*WHAT IS ASKED:*
Will you restate verbatim the lines running from the line with "Could you point at the tree canopy" to the end of the data, leaving out everything else?

+++

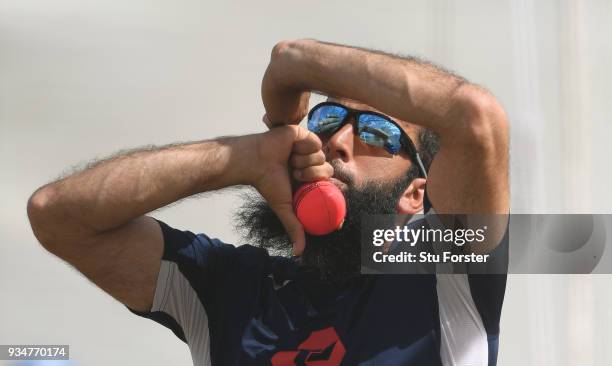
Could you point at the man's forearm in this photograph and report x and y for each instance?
(405, 88)
(117, 190)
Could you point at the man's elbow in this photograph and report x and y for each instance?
(484, 123)
(40, 214)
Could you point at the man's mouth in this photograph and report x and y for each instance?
(338, 183)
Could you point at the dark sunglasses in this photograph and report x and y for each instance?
(372, 128)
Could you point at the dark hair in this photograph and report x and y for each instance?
(427, 146)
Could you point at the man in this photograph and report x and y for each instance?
(242, 306)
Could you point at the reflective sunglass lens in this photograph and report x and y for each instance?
(326, 119)
(377, 131)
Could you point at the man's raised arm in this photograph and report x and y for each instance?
(470, 172)
(95, 219)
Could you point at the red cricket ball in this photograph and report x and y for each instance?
(320, 207)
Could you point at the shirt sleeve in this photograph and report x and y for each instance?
(191, 271)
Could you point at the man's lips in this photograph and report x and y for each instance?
(337, 182)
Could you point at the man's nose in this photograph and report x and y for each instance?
(340, 144)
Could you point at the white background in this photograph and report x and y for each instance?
(82, 79)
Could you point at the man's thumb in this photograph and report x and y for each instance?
(292, 226)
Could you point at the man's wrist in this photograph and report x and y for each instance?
(288, 58)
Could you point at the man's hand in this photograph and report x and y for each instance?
(282, 153)
(285, 102)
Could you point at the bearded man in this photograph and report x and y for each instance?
(397, 135)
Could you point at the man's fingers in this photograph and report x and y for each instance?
(313, 173)
(266, 120)
(292, 226)
(299, 161)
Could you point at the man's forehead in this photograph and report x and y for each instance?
(351, 103)
(410, 128)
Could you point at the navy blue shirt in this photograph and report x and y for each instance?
(241, 306)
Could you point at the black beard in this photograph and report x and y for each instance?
(334, 257)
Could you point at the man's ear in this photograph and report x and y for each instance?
(412, 200)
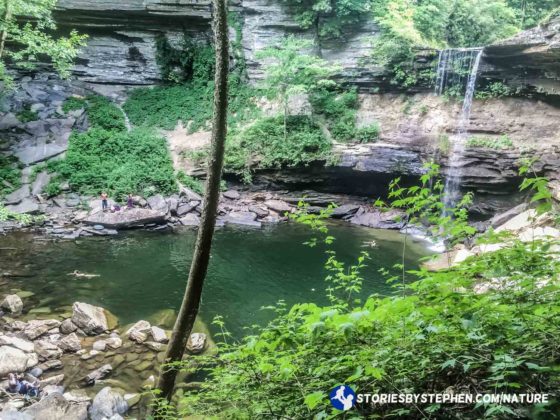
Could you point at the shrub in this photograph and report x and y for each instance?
(117, 162)
(368, 134)
(504, 142)
(102, 113)
(262, 145)
(26, 115)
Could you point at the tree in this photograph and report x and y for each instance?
(25, 27)
(191, 300)
(289, 71)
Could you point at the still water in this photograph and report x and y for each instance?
(141, 273)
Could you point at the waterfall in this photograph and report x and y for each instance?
(457, 69)
(126, 120)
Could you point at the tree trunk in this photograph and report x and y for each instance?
(6, 19)
(191, 300)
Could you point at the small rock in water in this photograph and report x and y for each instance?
(12, 304)
(232, 194)
(139, 331)
(68, 326)
(98, 374)
(159, 335)
(107, 404)
(70, 343)
(196, 343)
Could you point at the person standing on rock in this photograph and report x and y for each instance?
(104, 204)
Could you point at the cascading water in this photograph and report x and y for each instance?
(457, 68)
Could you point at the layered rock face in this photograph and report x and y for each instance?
(530, 60)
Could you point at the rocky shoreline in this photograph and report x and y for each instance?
(85, 365)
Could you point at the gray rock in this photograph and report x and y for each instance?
(18, 343)
(139, 332)
(159, 335)
(98, 374)
(67, 326)
(12, 304)
(244, 218)
(18, 195)
(26, 206)
(190, 220)
(126, 219)
(196, 343)
(15, 360)
(344, 211)
(391, 219)
(47, 350)
(70, 343)
(232, 195)
(106, 404)
(40, 183)
(259, 211)
(40, 153)
(56, 407)
(158, 203)
(278, 206)
(91, 319)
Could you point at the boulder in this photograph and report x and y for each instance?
(18, 343)
(139, 332)
(98, 374)
(278, 206)
(159, 335)
(26, 206)
(259, 211)
(344, 211)
(67, 326)
(70, 343)
(15, 360)
(190, 220)
(47, 350)
(196, 343)
(91, 319)
(12, 304)
(158, 203)
(392, 219)
(243, 218)
(55, 407)
(126, 219)
(106, 404)
(232, 195)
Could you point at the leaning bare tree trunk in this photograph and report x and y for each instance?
(191, 300)
(5, 21)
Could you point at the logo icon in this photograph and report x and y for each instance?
(343, 397)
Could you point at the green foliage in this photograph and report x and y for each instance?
(31, 37)
(339, 109)
(26, 115)
(264, 145)
(439, 334)
(494, 90)
(289, 70)
(73, 104)
(502, 143)
(10, 174)
(102, 113)
(191, 182)
(190, 103)
(368, 133)
(329, 17)
(120, 163)
(191, 60)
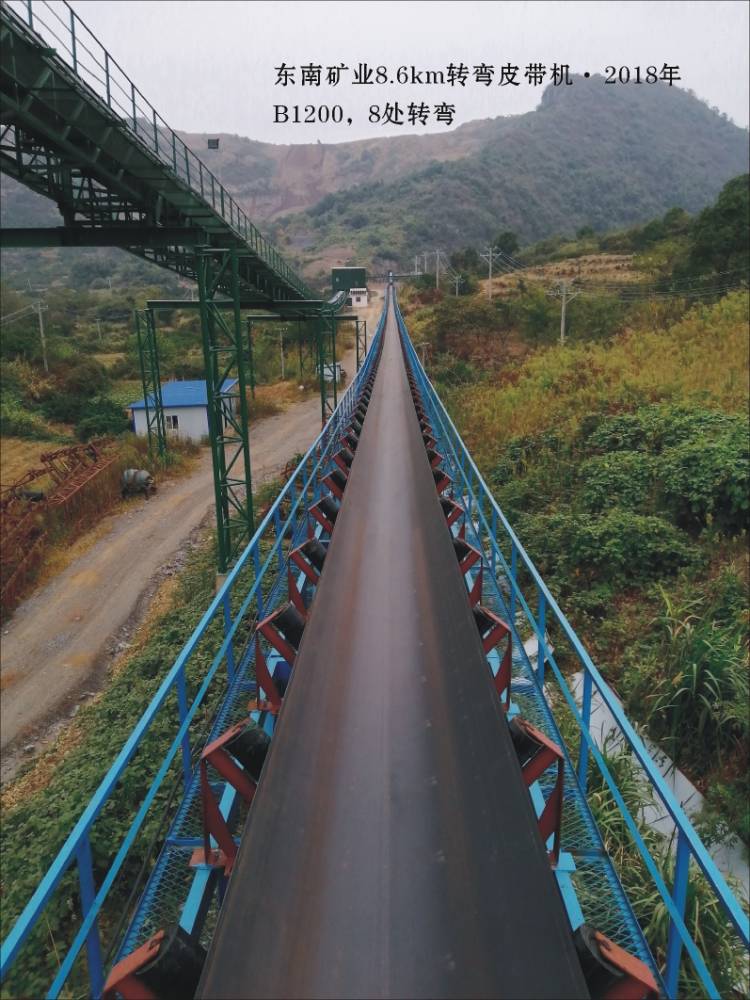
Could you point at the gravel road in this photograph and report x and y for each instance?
(57, 646)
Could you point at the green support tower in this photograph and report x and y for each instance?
(148, 355)
(223, 352)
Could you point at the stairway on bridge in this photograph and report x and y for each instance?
(420, 825)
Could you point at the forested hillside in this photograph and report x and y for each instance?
(622, 460)
(589, 155)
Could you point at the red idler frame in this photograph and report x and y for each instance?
(344, 458)
(283, 630)
(452, 512)
(214, 824)
(350, 439)
(536, 752)
(429, 440)
(308, 558)
(168, 964)
(122, 981)
(611, 973)
(442, 481)
(336, 482)
(492, 631)
(325, 512)
(467, 557)
(435, 458)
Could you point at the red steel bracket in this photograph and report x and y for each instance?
(122, 980)
(214, 824)
(550, 820)
(637, 982)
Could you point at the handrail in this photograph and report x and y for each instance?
(689, 844)
(108, 82)
(77, 845)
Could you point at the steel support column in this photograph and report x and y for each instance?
(250, 358)
(148, 356)
(361, 336)
(223, 353)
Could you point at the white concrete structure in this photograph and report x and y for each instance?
(185, 409)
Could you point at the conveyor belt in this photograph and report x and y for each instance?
(392, 849)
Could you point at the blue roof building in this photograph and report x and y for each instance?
(185, 409)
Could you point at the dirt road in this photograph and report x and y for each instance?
(58, 643)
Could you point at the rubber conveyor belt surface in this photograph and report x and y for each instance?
(392, 849)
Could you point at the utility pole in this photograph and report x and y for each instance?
(565, 292)
(438, 255)
(491, 255)
(40, 308)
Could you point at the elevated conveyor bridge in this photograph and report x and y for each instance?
(75, 128)
(378, 781)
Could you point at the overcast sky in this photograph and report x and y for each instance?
(211, 66)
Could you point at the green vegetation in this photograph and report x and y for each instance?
(623, 466)
(36, 823)
(703, 917)
(533, 175)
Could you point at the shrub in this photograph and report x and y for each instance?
(623, 479)
(617, 547)
(707, 480)
(101, 418)
(63, 407)
(17, 421)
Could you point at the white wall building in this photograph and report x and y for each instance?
(185, 409)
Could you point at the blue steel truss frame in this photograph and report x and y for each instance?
(247, 595)
(72, 42)
(250, 592)
(505, 553)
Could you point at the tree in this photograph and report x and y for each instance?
(467, 261)
(506, 241)
(720, 233)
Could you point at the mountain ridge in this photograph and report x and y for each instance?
(590, 154)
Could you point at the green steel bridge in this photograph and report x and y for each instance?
(76, 129)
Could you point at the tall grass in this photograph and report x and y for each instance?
(704, 358)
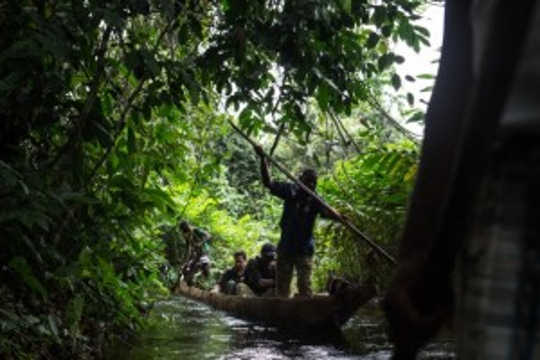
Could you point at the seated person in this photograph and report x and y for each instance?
(233, 279)
(261, 272)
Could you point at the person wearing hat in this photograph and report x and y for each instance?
(296, 245)
(260, 272)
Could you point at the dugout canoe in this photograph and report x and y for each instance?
(319, 311)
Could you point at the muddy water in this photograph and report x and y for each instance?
(185, 330)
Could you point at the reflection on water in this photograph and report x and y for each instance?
(184, 329)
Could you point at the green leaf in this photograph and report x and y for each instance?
(21, 267)
(396, 81)
(417, 117)
(410, 99)
(372, 40)
(131, 142)
(410, 78)
(385, 61)
(346, 5)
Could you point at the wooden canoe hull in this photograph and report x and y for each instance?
(319, 311)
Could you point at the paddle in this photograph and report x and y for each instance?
(344, 221)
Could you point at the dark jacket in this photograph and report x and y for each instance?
(299, 213)
(256, 270)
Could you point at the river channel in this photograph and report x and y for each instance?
(184, 330)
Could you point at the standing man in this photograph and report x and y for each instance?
(296, 246)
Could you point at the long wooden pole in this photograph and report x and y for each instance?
(344, 221)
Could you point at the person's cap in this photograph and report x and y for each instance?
(268, 250)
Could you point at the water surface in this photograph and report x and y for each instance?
(185, 330)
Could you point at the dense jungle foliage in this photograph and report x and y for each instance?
(115, 128)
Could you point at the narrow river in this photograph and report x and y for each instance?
(184, 330)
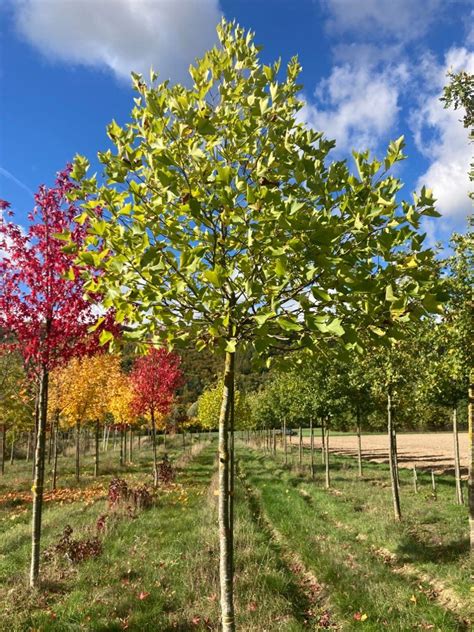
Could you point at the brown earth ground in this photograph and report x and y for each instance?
(425, 450)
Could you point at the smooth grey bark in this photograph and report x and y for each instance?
(457, 464)
(78, 450)
(55, 455)
(28, 446)
(433, 484)
(359, 446)
(231, 476)
(12, 449)
(50, 444)
(38, 479)
(225, 537)
(470, 480)
(391, 449)
(121, 459)
(300, 456)
(323, 445)
(415, 480)
(96, 448)
(3, 450)
(155, 457)
(326, 456)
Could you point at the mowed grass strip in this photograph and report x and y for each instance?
(336, 533)
(157, 571)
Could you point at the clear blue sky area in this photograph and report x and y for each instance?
(372, 70)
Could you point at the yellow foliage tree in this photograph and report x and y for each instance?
(80, 391)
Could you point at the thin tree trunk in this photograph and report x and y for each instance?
(155, 458)
(55, 455)
(38, 480)
(326, 456)
(359, 445)
(50, 443)
(301, 447)
(393, 472)
(96, 456)
(3, 450)
(35, 435)
(78, 450)
(125, 455)
(225, 538)
(231, 478)
(28, 446)
(470, 417)
(457, 466)
(323, 445)
(395, 455)
(12, 449)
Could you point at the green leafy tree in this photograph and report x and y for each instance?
(225, 225)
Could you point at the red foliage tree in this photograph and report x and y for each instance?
(155, 379)
(43, 308)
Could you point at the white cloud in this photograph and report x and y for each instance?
(357, 106)
(121, 35)
(402, 20)
(440, 136)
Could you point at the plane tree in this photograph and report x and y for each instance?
(225, 223)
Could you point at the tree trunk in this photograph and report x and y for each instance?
(38, 480)
(470, 417)
(12, 449)
(326, 455)
(395, 455)
(301, 447)
(3, 450)
(225, 536)
(35, 435)
(393, 472)
(78, 450)
(359, 445)
(50, 443)
(457, 466)
(28, 446)
(96, 447)
(323, 445)
(155, 458)
(231, 477)
(55, 455)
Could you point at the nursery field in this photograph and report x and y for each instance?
(425, 450)
(306, 557)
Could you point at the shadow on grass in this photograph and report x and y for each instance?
(413, 550)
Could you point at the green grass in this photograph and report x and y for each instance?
(340, 552)
(345, 537)
(168, 552)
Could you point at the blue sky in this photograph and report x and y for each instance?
(372, 70)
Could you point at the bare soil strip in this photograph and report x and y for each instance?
(425, 450)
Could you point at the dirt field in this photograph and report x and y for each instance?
(425, 450)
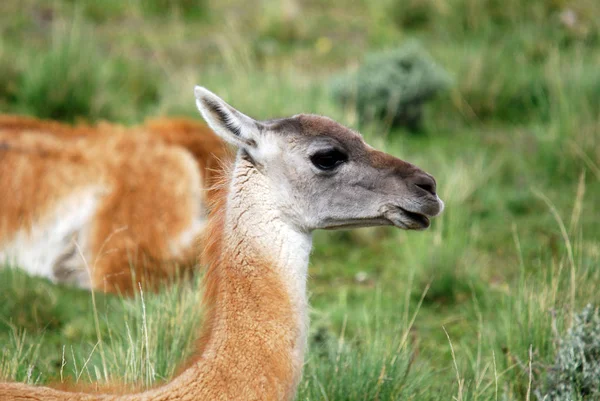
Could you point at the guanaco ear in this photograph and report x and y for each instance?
(230, 124)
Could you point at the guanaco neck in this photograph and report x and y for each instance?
(255, 333)
(256, 295)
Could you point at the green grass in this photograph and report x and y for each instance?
(514, 146)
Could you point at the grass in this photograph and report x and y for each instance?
(514, 146)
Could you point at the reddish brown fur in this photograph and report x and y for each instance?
(245, 297)
(144, 169)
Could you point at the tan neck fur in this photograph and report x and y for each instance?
(253, 346)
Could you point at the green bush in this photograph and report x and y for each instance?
(393, 86)
(576, 371)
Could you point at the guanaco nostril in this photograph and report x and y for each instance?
(427, 183)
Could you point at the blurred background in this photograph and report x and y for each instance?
(499, 100)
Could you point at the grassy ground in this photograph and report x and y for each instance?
(471, 309)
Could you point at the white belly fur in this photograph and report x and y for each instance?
(39, 249)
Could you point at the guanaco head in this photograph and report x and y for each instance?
(323, 174)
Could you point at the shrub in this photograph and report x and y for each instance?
(576, 371)
(393, 86)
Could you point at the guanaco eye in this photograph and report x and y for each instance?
(329, 159)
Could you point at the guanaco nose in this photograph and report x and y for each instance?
(425, 182)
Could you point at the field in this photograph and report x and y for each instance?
(472, 309)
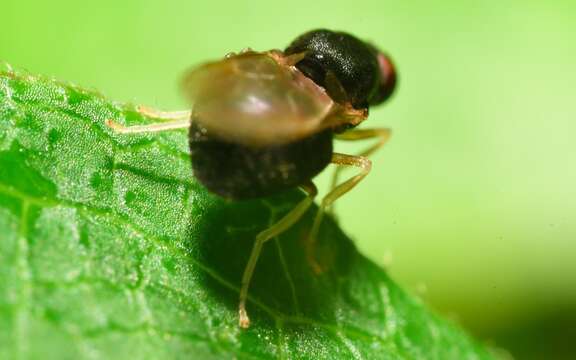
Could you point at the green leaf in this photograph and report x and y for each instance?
(110, 249)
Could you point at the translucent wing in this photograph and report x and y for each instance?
(255, 99)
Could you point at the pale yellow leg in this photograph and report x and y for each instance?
(339, 159)
(164, 115)
(382, 135)
(282, 225)
(154, 127)
(169, 120)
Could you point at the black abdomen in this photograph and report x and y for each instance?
(240, 172)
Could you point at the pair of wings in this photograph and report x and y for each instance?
(260, 99)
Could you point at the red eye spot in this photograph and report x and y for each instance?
(387, 79)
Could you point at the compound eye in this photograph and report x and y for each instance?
(387, 80)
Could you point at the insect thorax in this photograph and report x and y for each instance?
(241, 172)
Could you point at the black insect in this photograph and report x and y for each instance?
(263, 122)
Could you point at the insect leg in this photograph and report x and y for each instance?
(361, 134)
(282, 225)
(361, 162)
(154, 127)
(163, 115)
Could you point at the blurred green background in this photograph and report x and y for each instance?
(472, 204)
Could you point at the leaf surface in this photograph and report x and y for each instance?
(109, 249)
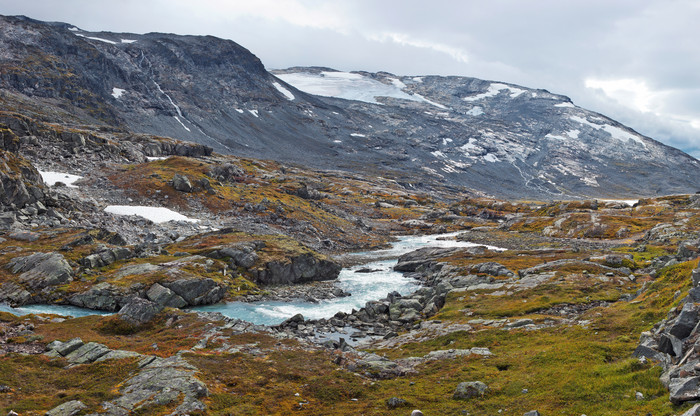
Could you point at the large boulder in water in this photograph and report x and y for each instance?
(298, 269)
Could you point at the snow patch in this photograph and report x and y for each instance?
(183, 124)
(50, 178)
(467, 148)
(616, 132)
(155, 214)
(590, 181)
(111, 42)
(629, 202)
(117, 92)
(349, 86)
(476, 111)
(493, 90)
(283, 90)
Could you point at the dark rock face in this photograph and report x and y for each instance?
(469, 390)
(298, 269)
(502, 139)
(196, 291)
(675, 344)
(139, 311)
(20, 182)
(182, 183)
(41, 270)
(164, 296)
(103, 296)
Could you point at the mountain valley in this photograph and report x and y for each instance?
(576, 296)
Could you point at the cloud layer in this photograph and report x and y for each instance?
(633, 60)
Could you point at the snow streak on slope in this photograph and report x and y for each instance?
(350, 87)
(494, 90)
(283, 90)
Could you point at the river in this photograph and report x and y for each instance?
(363, 287)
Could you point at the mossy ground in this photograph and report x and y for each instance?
(571, 365)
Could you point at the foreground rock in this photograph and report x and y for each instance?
(675, 344)
(159, 381)
(469, 390)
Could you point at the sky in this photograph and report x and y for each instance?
(636, 61)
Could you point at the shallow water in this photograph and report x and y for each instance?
(363, 287)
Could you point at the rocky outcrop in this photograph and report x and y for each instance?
(165, 297)
(159, 381)
(470, 389)
(139, 311)
(410, 262)
(106, 256)
(226, 172)
(20, 183)
(674, 343)
(181, 183)
(70, 408)
(297, 269)
(41, 270)
(195, 291)
(103, 296)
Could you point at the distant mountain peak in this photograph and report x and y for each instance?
(494, 137)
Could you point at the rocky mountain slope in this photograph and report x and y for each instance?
(594, 307)
(496, 138)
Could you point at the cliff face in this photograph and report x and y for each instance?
(495, 138)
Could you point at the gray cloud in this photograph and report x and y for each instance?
(648, 46)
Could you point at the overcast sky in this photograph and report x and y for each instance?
(636, 61)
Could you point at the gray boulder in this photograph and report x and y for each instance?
(14, 293)
(395, 402)
(87, 353)
(491, 268)
(197, 291)
(106, 256)
(242, 255)
(182, 183)
(685, 322)
(41, 270)
(161, 382)
(139, 311)
(103, 296)
(470, 389)
(684, 389)
(671, 345)
(164, 296)
(68, 347)
(298, 269)
(8, 220)
(70, 408)
(410, 262)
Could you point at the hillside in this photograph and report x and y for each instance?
(143, 274)
(493, 138)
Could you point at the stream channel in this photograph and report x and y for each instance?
(363, 287)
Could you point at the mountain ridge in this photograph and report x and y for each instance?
(492, 137)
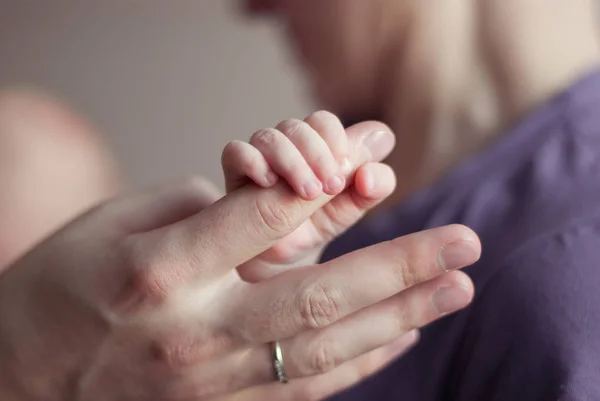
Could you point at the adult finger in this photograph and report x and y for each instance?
(372, 184)
(316, 352)
(322, 386)
(250, 220)
(287, 161)
(315, 297)
(332, 131)
(319, 351)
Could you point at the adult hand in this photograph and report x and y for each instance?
(139, 299)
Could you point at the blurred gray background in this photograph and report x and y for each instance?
(168, 83)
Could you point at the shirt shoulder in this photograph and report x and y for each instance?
(532, 331)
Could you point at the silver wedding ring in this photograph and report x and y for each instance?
(278, 363)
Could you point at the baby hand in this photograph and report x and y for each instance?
(311, 155)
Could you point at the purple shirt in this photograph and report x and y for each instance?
(533, 330)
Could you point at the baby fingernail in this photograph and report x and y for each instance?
(271, 178)
(370, 182)
(335, 184)
(457, 254)
(450, 299)
(310, 190)
(345, 166)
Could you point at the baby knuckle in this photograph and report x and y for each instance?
(319, 306)
(232, 149)
(266, 137)
(294, 128)
(323, 115)
(276, 217)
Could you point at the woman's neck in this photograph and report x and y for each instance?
(469, 68)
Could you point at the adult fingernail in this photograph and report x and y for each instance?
(370, 181)
(450, 299)
(335, 184)
(404, 343)
(310, 190)
(457, 254)
(380, 144)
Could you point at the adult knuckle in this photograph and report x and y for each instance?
(144, 283)
(322, 358)
(319, 306)
(406, 263)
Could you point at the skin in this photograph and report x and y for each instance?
(52, 167)
(447, 77)
(391, 62)
(167, 294)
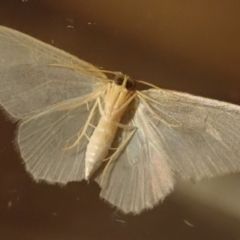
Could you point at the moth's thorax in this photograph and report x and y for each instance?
(116, 101)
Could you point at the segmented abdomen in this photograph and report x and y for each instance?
(98, 146)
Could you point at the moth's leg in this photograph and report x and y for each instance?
(155, 115)
(83, 133)
(116, 153)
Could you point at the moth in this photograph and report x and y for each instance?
(78, 122)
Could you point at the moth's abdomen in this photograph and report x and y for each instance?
(98, 146)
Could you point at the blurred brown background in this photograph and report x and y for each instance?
(190, 46)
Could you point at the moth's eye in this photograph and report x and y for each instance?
(119, 79)
(130, 84)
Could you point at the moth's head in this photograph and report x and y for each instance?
(124, 81)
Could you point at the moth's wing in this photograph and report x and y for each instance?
(29, 84)
(199, 137)
(42, 141)
(140, 176)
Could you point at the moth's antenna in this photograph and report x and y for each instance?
(148, 84)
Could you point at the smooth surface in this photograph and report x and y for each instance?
(41, 211)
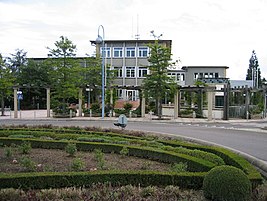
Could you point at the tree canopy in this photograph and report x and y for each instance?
(158, 82)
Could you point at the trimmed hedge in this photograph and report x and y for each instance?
(86, 179)
(229, 158)
(227, 183)
(194, 164)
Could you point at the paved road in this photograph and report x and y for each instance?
(246, 137)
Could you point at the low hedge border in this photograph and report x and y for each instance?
(86, 179)
(194, 164)
(229, 158)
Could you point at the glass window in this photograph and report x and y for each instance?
(118, 71)
(117, 52)
(130, 51)
(130, 71)
(105, 52)
(143, 51)
(142, 72)
(119, 93)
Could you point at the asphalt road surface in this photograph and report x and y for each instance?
(245, 138)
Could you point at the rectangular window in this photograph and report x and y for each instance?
(105, 52)
(131, 95)
(118, 71)
(130, 51)
(219, 101)
(117, 52)
(119, 93)
(143, 51)
(195, 76)
(130, 71)
(142, 72)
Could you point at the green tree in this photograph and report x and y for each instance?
(254, 72)
(35, 78)
(66, 73)
(6, 83)
(158, 82)
(18, 60)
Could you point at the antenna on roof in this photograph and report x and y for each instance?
(155, 36)
(137, 35)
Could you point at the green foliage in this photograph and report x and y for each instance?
(95, 107)
(127, 107)
(71, 149)
(25, 148)
(146, 165)
(100, 159)
(179, 167)
(28, 164)
(8, 151)
(157, 83)
(124, 151)
(197, 153)
(227, 183)
(44, 180)
(77, 164)
(6, 83)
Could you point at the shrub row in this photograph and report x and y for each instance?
(31, 130)
(229, 158)
(44, 180)
(194, 164)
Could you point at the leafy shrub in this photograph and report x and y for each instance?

+++

*ANSWER TO THIS TASK:*
Could you point at the tree canopy in this photograph and report x and y for each instance?
(158, 82)
Could you point at the trimmed hedge in this photograph and report x and y for each instance?
(86, 179)
(229, 158)
(227, 183)
(194, 164)
Could you point at the paved road in this photograph and report x and y for each instance?
(246, 137)
Could you point at the low hedge border in this photograph and report x and y for each instance?
(86, 179)
(194, 164)
(229, 158)
Could you point at the glass window in this photograph and report x and y for each instance?
(118, 71)
(117, 52)
(130, 51)
(130, 71)
(105, 52)
(143, 51)
(142, 72)
(119, 93)
Could you point at the asphalt road surface in this photograph and report x and y for each instance?
(245, 138)
Could you point at the rectangular window in this photograph and report x and y for each instance?
(105, 52)
(131, 95)
(118, 71)
(130, 51)
(219, 101)
(117, 52)
(119, 93)
(143, 51)
(195, 76)
(130, 71)
(142, 72)
Could you point at the green tree in this photograph and report x and y for each instance?
(254, 72)
(35, 78)
(66, 73)
(6, 83)
(158, 82)
(18, 60)
Could you point at the antenna on roof in this photograph and report x and y for each instance?
(155, 36)
(137, 35)
Could you point at the green foliage in this photograph and report x and y for each instance?
(95, 107)
(127, 107)
(71, 149)
(25, 148)
(146, 165)
(100, 159)
(179, 167)
(28, 164)
(8, 151)
(157, 83)
(124, 151)
(197, 153)
(227, 183)
(44, 180)
(77, 164)
(6, 83)
Could you point at the shrub row in this photograph and report x and y for each instance?
(31, 130)
(229, 158)
(44, 180)
(194, 164)
Could you point at the leafy shrub in this photograph and report x and y for each instance?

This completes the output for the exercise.